Records provided:
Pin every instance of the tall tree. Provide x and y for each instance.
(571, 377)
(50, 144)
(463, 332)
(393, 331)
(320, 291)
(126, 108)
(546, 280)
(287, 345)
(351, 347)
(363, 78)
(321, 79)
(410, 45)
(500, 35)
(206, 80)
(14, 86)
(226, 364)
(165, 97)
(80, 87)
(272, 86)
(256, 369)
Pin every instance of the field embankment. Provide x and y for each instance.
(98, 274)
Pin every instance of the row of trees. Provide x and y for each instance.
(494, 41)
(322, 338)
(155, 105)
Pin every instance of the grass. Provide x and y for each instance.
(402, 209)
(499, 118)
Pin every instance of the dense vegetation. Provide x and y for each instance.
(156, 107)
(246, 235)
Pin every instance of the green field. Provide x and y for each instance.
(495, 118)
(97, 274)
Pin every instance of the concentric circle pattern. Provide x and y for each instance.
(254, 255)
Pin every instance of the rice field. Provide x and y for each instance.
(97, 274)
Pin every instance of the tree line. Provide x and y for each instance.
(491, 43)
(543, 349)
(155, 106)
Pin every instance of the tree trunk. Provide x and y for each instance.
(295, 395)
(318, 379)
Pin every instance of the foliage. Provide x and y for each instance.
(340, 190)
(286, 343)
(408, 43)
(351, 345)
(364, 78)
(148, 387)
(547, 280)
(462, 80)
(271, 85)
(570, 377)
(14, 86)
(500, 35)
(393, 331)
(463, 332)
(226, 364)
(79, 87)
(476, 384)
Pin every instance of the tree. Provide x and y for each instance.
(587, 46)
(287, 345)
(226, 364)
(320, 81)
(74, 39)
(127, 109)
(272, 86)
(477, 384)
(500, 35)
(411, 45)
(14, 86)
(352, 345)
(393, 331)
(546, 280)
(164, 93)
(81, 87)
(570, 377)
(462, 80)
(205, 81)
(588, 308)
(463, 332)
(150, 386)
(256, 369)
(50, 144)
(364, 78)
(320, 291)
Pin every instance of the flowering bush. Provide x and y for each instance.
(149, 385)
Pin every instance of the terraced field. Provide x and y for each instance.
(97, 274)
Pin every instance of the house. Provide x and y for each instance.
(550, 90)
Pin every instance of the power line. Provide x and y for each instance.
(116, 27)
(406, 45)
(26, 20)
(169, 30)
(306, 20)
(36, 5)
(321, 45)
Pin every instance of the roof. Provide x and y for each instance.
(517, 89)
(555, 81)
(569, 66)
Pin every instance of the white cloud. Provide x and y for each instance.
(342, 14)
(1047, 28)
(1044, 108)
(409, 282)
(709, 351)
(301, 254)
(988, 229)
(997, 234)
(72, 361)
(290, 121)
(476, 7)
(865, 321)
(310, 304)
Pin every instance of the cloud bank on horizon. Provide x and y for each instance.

What is needed:
Nothing but an exact reproduction of the entries is wanted.

Expected output:
Pin every instance of the tall tree. Provide x and y for each instance.
(571, 377)
(50, 144)
(463, 332)
(393, 331)
(320, 291)
(126, 108)
(546, 280)
(287, 345)
(351, 347)
(363, 78)
(321, 79)
(410, 45)
(500, 35)
(206, 80)
(14, 86)
(226, 364)
(165, 97)
(80, 87)
(272, 86)
(256, 369)
Pin every instance of the field embankment. Provide x and y for each instance.
(98, 274)
Pin every instance of the row of trees. Provide x and y for each instance.
(494, 41)
(322, 338)
(155, 105)
Pin every instance of the grass. Provide x and y for each instance.
(402, 209)
(499, 118)
Pin every instance of the dense vegetation. Provide x and y for each instance.
(156, 107)
(246, 235)
Pin every instance of the green field. Provide x and y for each instance.
(495, 118)
(97, 274)
Pin every instance of the concentric circle pattern. Provide x and y for each instance.
(254, 255)
Pin every instance of the rice field. Provide x and y for each instance.
(97, 274)
Pin every instance of the tree line. Provide x and y for each instance.
(491, 43)
(543, 349)
(155, 106)
Pin every instance of the tree trunk. Provide x and y for each instance.
(295, 395)
(318, 379)
Pin every instance of the foliage. Provide x and y for each instance.
(340, 190)
(286, 343)
(408, 43)
(351, 345)
(364, 78)
(148, 387)
(547, 280)
(462, 80)
(271, 85)
(570, 377)
(14, 86)
(500, 35)
(393, 331)
(463, 332)
(226, 364)
(79, 87)
(476, 384)
Pin every instance of the tree. Provide x and y for each instance.
(587, 46)
(287, 345)
(226, 364)
(320, 81)
(74, 39)
(127, 109)
(272, 86)
(477, 384)
(500, 35)
(411, 45)
(14, 86)
(352, 345)
(393, 331)
(546, 280)
(164, 93)
(81, 87)
(570, 377)
(462, 80)
(205, 81)
(588, 308)
(463, 332)
(150, 386)
(256, 369)
(50, 144)
(364, 78)
(320, 291)
Pin every instance of the flowering bush. Provide x and y for each instance.
(149, 385)
Pin every instance of the terraced field. Provide x and y for each instance.
(97, 274)
Pin every instance of the house. Provide x and y for each instance.
(550, 90)
Pin every instance of the power line. Provide x and y for each instance.
(116, 27)
(406, 45)
(26, 20)
(169, 30)
(306, 20)
(36, 5)
(321, 45)
Pin every instance of the roof. Provide x and y for each instance.
(517, 89)
(555, 81)
(569, 66)
Pin every instance of the white cloud. Provide x and y for each instance.
(342, 14)
(1047, 28)
(1044, 108)
(409, 282)
(709, 351)
(301, 254)
(988, 229)
(997, 234)
(72, 361)
(290, 121)
(476, 7)
(865, 321)
(310, 304)
Pin every instance of the cloud bank on horizon. Provide x and y for each instance.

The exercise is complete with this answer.